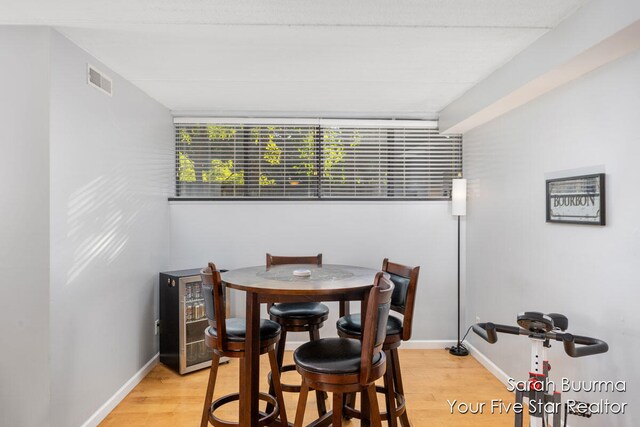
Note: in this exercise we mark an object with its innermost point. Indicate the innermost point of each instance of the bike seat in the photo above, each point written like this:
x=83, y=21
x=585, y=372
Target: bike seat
x=560, y=321
x=535, y=322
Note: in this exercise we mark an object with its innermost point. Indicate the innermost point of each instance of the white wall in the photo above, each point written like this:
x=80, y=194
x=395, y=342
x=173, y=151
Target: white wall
x=109, y=239
x=233, y=235
x=24, y=226
x=517, y=262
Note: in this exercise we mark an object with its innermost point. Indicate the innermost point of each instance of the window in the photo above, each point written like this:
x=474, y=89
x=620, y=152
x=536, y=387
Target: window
x=298, y=159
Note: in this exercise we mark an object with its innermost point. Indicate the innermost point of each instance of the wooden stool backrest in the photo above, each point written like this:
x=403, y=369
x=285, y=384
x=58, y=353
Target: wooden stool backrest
x=405, y=279
x=213, y=291
x=374, y=330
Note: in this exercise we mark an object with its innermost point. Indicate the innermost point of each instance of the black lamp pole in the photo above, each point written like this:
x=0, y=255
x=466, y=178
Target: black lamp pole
x=459, y=349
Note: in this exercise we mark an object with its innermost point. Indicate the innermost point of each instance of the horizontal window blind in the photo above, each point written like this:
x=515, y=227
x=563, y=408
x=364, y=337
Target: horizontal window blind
x=307, y=161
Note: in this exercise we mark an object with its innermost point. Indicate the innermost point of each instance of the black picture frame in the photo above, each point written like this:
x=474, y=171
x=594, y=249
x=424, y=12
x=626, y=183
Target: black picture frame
x=576, y=200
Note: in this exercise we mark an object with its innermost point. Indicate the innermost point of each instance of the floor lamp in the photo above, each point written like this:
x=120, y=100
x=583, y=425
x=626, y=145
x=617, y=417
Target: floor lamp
x=459, y=208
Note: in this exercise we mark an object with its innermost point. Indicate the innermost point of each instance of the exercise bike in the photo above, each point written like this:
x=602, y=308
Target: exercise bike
x=541, y=328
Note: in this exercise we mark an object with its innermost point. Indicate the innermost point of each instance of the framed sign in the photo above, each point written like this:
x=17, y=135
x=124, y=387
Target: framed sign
x=576, y=200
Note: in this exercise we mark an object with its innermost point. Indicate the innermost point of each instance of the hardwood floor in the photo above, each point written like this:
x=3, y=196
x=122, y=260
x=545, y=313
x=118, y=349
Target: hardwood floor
x=431, y=377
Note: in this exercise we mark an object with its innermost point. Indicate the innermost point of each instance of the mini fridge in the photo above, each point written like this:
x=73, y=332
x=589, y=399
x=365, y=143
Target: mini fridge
x=183, y=321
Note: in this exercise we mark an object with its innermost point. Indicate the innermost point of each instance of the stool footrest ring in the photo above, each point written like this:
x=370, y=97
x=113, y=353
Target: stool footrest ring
x=265, y=419
x=350, y=412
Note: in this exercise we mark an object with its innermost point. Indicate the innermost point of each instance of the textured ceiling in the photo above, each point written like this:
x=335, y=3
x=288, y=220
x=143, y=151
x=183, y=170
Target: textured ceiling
x=300, y=57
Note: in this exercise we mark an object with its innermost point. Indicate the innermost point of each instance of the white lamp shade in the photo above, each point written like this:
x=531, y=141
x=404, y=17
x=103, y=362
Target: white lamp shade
x=459, y=196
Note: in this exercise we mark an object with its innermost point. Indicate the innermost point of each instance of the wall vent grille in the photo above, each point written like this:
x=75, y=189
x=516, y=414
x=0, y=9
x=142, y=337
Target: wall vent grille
x=99, y=80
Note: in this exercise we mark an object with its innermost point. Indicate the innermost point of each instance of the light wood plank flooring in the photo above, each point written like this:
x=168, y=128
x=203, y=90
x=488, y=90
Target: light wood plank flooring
x=431, y=377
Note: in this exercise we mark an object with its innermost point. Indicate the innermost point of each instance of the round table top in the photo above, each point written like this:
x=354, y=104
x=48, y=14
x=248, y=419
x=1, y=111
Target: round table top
x=327, y=278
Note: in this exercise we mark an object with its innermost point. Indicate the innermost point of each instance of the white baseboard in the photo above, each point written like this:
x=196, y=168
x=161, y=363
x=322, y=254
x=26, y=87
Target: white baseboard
x=408, y=345
x=488, y=364
x=119, y=395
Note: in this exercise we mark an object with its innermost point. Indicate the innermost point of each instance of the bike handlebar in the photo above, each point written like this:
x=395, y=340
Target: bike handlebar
x=590, y=346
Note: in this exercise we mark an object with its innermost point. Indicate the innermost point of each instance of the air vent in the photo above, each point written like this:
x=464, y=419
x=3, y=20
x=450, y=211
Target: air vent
x=98, y=80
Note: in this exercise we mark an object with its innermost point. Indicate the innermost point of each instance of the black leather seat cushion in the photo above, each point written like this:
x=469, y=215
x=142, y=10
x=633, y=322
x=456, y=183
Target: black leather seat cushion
x=299, y=310
x=237, y=330
x=331, y=356
x=352, y=324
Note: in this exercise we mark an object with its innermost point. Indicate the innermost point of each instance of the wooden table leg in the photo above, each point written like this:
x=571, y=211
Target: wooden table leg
x=249, y=414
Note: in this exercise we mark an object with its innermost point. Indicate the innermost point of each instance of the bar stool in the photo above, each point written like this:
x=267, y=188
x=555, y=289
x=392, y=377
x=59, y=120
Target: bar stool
x=227, y=338
x=297, y=317
x=345, y=365
x=405, y=280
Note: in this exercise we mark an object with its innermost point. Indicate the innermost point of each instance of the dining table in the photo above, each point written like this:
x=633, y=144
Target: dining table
x=289, y=283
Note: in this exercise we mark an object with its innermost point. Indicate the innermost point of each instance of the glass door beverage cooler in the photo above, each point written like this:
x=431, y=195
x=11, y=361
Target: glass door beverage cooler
x=183, y=321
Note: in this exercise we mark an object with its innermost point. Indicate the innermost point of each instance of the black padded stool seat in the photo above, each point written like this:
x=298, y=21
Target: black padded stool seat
x=237, y=329
x=292, y=310
x=297, y=317
x=405, y=280
x=227, y=337
x=352, y=325
x=331, y=355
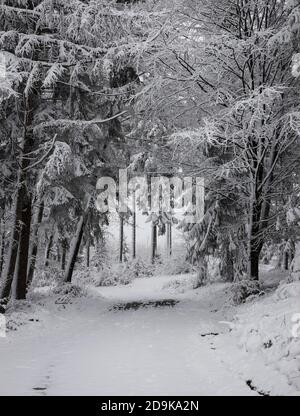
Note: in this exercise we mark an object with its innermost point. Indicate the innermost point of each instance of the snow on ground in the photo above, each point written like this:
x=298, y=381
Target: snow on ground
x=124, y=341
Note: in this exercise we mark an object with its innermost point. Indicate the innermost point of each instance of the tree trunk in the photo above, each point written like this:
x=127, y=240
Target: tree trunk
x=48, y=251
x=74, y=249
x=121, y=239
x=153, y=243
x=2, y=247
x=34, y=248
x=64, y=246
x=169, y=239
x=286, y=261
x=22, y=263
x=13, y=247
x=134, y=228
x=254, y=264
x=31, y=98
x=88, y=254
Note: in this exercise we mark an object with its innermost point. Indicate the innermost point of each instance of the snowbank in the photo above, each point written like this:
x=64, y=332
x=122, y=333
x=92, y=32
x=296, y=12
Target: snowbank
x=270, y=327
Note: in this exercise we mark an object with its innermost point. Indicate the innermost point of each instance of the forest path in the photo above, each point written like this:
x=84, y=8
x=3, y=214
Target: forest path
x=95, y=347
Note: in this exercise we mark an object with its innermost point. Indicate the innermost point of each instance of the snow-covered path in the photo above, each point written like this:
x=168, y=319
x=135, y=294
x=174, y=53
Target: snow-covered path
x=90, y=349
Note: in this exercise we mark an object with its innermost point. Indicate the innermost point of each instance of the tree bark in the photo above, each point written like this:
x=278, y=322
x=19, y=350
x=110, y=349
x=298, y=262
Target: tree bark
x=64, y=247
x=74, y=250
x=121, y=242
x=169, y=239
x=22, y=262
x=88, y=254
x=31, y=99
x=134, y=228
x=48, y=251
x=76, y=244
x=34, y=248
x=286, y=261
x=2, y=247
x=153, y=243
x=13, y=247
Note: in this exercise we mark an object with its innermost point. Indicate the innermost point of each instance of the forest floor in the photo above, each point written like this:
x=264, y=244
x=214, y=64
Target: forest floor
x=155, y=336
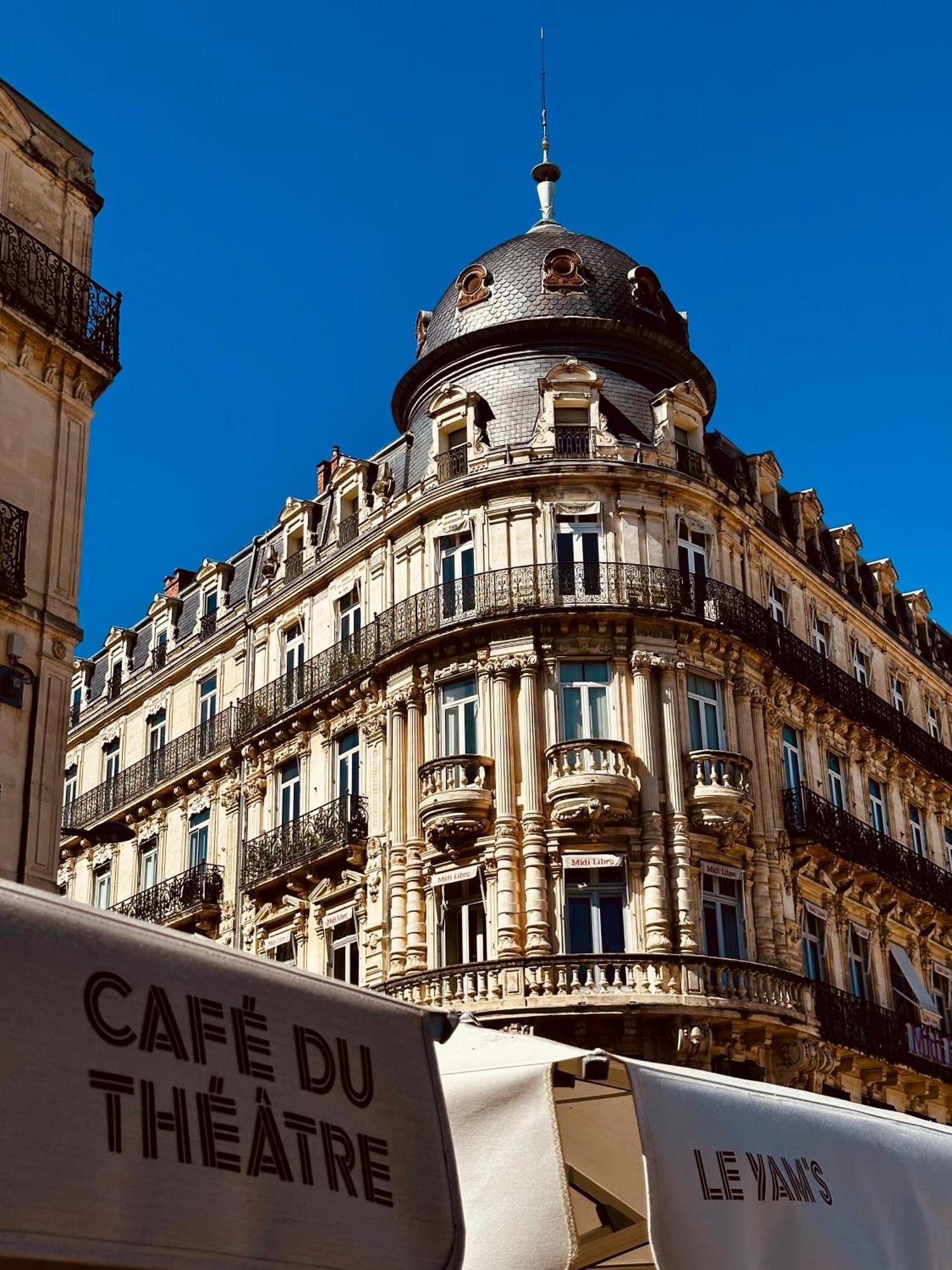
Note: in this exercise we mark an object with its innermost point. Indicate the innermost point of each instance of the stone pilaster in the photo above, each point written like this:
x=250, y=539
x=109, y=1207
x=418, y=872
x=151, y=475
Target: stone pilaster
x=678, y=836
x=416, y=897
x=657, y=926
x=534, y=836
x=507, y=832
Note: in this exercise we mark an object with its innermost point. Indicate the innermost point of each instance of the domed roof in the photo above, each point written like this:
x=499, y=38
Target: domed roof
x=549, y=272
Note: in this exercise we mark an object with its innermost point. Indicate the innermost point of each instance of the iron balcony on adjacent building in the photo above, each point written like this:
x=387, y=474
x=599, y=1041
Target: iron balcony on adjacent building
x=300, y=843
x=194, y=896
x=58, y=297
x=813, y=819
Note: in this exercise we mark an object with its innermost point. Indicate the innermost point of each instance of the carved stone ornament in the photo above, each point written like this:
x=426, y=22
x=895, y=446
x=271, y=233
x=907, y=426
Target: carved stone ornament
x=562, y=271
x=473, y=286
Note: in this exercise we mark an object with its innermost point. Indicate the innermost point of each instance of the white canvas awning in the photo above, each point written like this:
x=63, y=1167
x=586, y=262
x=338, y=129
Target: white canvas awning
x=167, y=1102
x=569, y=1160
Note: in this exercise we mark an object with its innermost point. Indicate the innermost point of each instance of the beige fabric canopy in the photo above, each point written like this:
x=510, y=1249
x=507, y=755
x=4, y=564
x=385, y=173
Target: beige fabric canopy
x=572, y=1160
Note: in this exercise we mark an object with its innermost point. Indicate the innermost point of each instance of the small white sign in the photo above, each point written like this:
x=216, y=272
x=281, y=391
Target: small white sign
x=715, y=871
x=276, y=942
x=591, y=860
x=464, y=874
x=340, y=918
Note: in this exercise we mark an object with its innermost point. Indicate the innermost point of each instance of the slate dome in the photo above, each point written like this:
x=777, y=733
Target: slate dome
x=535, y=276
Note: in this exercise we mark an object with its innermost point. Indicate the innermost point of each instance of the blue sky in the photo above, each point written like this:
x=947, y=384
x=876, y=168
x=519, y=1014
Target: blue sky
x=286, y=186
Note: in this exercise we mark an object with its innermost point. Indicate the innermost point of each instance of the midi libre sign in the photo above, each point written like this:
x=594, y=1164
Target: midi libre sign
x=167, y=1103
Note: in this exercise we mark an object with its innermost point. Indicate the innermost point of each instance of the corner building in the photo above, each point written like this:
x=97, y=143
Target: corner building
x=560, y=711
◆ ◆ ◆ ◆ ◆ ◆ ◆
- **WHAT THIS TASK INVOLVES**
Set down everything from the start of the items above through the line that contains "x=535, y=322", word for word and including both ends, with the pictures left out.

- **RESPONSE TO THE EXERCISE**
Note: in this exercise we mark an object with its innermost point. Indicate the innermost point of each instance of the bike seat in the photo above, each point written like this:
x=83, y=21
x=585, y=372
Target: bike seat
x=560, y=321
x=535, y=322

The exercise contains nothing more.